Collected data:

▬▬▬▬▬▬

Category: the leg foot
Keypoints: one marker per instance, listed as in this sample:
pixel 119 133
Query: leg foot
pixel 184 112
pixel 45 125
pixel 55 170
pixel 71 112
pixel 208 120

▬▬▬▬▬▬

Reproduce each line of the data without any change.

Category: the leg foot
Keypoints: one marker per instance, listed as in this sample:
pixel 119 133
Query: leg foot
pixel 184 112
pixel 45 125
pixel 55 170
pixel 71 112
pixel 208 120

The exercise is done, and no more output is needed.